# TEXTABSCHNITT:
Der Rekordsieger triumphiert in der Champions League auf seine Art
Real Madrid erobert den 15. Triumph in der Champions League auf typische Art und Weise: Der Rekordsieger gewinnt mit der Abgebrühtheit eines Champions - ohne zu brillieren, mit gnadenloser Effizienz.
Hätte es noch ein Exempel gebraucht für die Erfolgsformel von diesem Real Madrid der Gegenwart, das 2:0 im Final gegen Borussia Dortmund würde es gut veranschaulichen. Eine Halbzeit schwamm die Mannschaft von Trainer Carlo Ancelotti gewaltig. Doch sie überstand die gegnerischen Angriffswellen unbeschadet, bewahrte die Ruhe, schraubte an den richtigen taktischen Stellen und schlug dann in der Person des 32-jährigen Verteidiger-Routiniers Dani Carvajal und des 23-jährigen Turbo-Dribblers Vinicius Junior eiskalt zu.
Das Ergebnis war Real Madrids «Decimoquinta», der 15. Triumph in der Champions League, der sechste allein seit 2014. Ein Erfolg, der sich schwer erklären lässt angesichts der fehlenden Brillanz durch den ganzen Wettbewerb und dieser ersten Halbzeit gegen Dortmund, der aber durchaus seine Logik hat.
Von einem Urvertrauen getragen
13 Partien bestritt Real Madrid auf dem Weg zum Titel, keine ging verloren, zehnmal setzten sich die Spanier durch. Das 2:0 gegen den BVB war aber erst der dritte Sieg mit mehr als einem Tor Differenz, und auch beim 4:2 gegen Napoli und beim 2:0 gegen Braga in den Gruppenspielen fielen die entscheidenden Tore spät. Besonders in den wichtigen Spielen profitiert Real von seiner Aura. Die Gegner zeigen Nerven, Reals Akteure werden von einem Urvertrauen getragen. Ist der Gegner wie Manchester City im Viertelfinal überlegen, passt sich die Mannschaft an und lauert geduldig auf ihre Chance.
Auch dieses 2:0 gegen Borussia Dortmund, zu dem Systemanpassungen in der Pause entscheidend beitrugen, passt in dieses Schema. Nach der ersten Halbzeit lag der Wert der erwarteten Tore aus Sicht von Real bei 0,09 zu 1,44, Dortmund erarbeitete sich acht Chancen, Real trotz mehr Ballbesitz zwei. In der zweiten Halbzeit überliess Ancelottis Mannschaft dem Gegner häufiger den Ball, stand im Mittelfeld aber mit dem etwas zurückgezogenen Jude Bellingham kompakter. So war Real defensiv stabiler und kam selbst zu Torchancen.
«Irgendwie können wir diese Finals einfach nicht verlieren. Ich weiss nicht warum, aber es ist auf jeden Fall gut so», sagte Toni Kroos treffend. Der 34-jährige Deutsche gewann die Champions League wie Luka Modric, Dani Carvajal und Nacho zum sechsten Mal und bestritt sein letztes Spiel auf Klubebene.

# DATENSATZAUSZÜGE:
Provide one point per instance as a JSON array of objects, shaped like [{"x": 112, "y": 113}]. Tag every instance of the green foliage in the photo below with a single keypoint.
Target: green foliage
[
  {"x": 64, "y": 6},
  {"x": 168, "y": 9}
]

# AUFGABENLISTE:
- 1) Erklären Sie anhand des Berichts über Real Madrids 15. Champions-League-Titel in ein bis drei Sätzen, warum Real in der zweiten Halbzeit gegen Dortmund defensiv stabiler war.
- 2) Beantworten Sie zum Bericht über Real Madrids 15. Champions-League-Titel folgende Fragen:
(a) Wie viele Partien bestritt Real Madrid auf dem Weg zum Titel?
(b) Wie alt ist Dani Carvajal laut dem Bericht?
(c) Der wievielte Champions-League-Triumph seit 2014 war dieser Titel?
- 3) Nehmen Sie den Bericht über Real Madrids 15. Champions-League-Titel nach dem letzten Satz wieder auf und führen Sie ihn fort.
Die Einträge sind eigenständiges Material und gehören nicht zum Bericht über Real Madrids 15. Champions-League-Titel.

# LÖSUNGEN:
- 1) Real überliess Dortmund in der zweiten Halbzeit häufiger den Ball, stand im Mittelfeld aber kompakter. Dazu trug der etwas zurückgezogene Jude Bellingham bei. Diese Anpassung machte die Mannschaft defensiv stabiler und verschaffte ihr selbst Torchancen.

- 2)
(a) 13 Partien.
(b) 32 Jahre.
(c) Der sechste.

- 3)
Nacho, der durch die Verletzungen von David Alaba und Eder Militão in der Startelf stand und als dienstältester Spieler die Captainbinde trug, nennt Reals Spezialität für die grossen Spiele die «DNA von Real Madrid». Man habe gegen Dortmund gelitten, in einem sehr komplizierten Spiel, so Nacho. Carvajal räumte ein: «In der ersten Halbzeit hätten wir nicht einmal ein Unentschieden verdient gehabt.»
Es wird spannend zu sehen, wie viel von der Ruhe und Stabilität Reals durch Kroos’ Rücktritt nach zehn Saisons bei Real Madrid verloren geht, wie gross sein Anteil daran war, dass das «weisse Ballett» nicht nur schön tanzt, sondern auch erfolgreich ist. Wobei der Generationenwechsel bei Real bislang fliessend verläuft. Vinicius Junior (23), Bellingham (20), Rodrygo (23) und Federico Valverde (25) sind zu Leistungsträgern gereift, und mit Kylian Mbappé dürfte der nächste Weltklasse-Spieler bald zum Team stossen.
Dortmunds Trost
Für Borussia Dortmund und den zweimal machtlosen Schweizer Keeper Gregor Kobel blieb die Enttäuschung. «Wir haben unsere Chancen gehabt, klar, müssen wir da mehr draus machen. Am Ende schlagen sie dann zu», befand Kobel. Worte, die schon manche Gegner von Real Madrid im Nachgang sprachen.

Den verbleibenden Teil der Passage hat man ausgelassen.